◆ **THE TASK**
Exactly as written, transcribe the lines that run from the one containing "Annotation task — mark the mouth" to the end of the records below.

Position identification records
::::
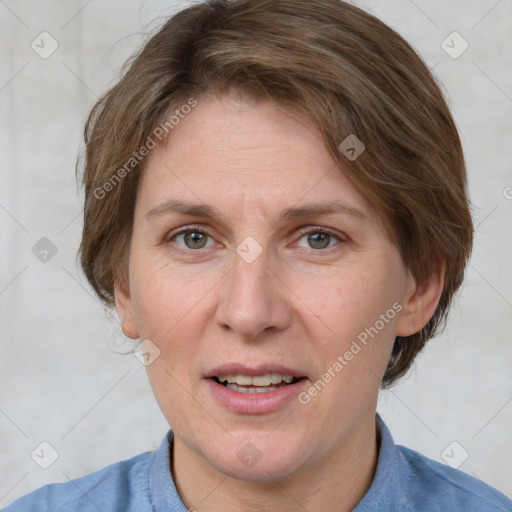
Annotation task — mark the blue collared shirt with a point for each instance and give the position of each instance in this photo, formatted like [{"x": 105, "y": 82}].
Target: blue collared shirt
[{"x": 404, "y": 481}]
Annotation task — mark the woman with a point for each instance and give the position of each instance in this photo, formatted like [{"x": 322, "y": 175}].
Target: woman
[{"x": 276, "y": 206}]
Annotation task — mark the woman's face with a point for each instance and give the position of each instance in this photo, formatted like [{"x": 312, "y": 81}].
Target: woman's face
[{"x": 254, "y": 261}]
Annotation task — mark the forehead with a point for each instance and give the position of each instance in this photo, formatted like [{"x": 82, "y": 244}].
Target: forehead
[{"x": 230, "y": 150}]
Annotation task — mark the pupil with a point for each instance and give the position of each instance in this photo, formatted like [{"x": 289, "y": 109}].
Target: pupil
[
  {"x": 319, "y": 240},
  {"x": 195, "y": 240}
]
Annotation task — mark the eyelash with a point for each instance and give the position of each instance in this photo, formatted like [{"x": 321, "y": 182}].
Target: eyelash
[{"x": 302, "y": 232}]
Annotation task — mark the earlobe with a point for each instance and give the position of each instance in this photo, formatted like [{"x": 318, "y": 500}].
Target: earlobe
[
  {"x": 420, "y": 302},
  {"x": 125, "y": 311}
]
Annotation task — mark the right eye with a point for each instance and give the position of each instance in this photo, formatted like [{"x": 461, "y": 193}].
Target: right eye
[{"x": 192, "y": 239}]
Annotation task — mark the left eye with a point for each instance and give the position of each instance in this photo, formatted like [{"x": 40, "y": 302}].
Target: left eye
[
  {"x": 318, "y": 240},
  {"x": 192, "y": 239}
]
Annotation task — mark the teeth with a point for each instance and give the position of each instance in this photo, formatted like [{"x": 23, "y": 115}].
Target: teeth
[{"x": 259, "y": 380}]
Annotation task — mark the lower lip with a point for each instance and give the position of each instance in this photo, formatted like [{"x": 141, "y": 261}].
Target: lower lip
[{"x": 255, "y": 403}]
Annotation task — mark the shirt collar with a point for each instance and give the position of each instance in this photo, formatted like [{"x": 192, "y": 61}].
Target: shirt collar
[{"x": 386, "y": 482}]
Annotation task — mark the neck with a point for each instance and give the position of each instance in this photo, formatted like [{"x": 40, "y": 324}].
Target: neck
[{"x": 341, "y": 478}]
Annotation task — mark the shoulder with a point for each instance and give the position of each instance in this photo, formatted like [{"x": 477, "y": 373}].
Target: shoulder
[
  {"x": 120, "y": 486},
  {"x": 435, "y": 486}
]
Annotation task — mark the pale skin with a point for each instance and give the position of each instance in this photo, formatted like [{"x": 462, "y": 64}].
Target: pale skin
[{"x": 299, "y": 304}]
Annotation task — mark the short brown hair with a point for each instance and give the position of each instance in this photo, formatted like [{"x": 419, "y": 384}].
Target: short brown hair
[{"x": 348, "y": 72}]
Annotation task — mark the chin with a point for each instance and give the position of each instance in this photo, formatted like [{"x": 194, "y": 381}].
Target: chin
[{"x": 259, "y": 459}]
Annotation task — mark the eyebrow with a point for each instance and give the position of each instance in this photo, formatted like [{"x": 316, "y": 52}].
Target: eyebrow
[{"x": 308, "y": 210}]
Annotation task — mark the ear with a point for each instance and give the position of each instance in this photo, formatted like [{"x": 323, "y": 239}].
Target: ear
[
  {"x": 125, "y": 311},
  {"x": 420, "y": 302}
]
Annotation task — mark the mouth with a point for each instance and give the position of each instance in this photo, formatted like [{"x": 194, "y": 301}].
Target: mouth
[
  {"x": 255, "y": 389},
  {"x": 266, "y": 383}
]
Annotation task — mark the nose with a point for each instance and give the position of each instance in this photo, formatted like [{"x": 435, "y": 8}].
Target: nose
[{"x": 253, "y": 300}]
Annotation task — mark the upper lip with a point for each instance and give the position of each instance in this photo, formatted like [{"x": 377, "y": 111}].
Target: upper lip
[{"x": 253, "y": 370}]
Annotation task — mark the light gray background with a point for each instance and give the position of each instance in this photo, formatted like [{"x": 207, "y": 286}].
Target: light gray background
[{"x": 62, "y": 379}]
::::
◆ **OUTPUT**
Annotation task — mark the mouth with a point for each instance and give the position of each instance in this photo, formatted like [{"x": 194, "y": 301}].
Target: mouth
[
  {"x": 255, "y": 389},
  {"x": 266, "y": 383}
]
Annotation task — mark the nose with a point for each instance and give the position of each instance in this photo, formatted like [{"x": 435, "y": 8}].
Target: nose
[{"x": 253, "y": 300}]
Annotation task — mark the upper lip with a point for each instance and give the position of each instance in this photo, formatted like [{"x": 377, "y": 111}].
Target: upper lip
[{"x": 253, "y": 370}]
Annotation task — mark the light gray background with a point for each instance and give the position of each instance in this photo, formatted like [{"x": 207, "y": 286}].
Target: light gray background
[{"x": 62, "y": 379}]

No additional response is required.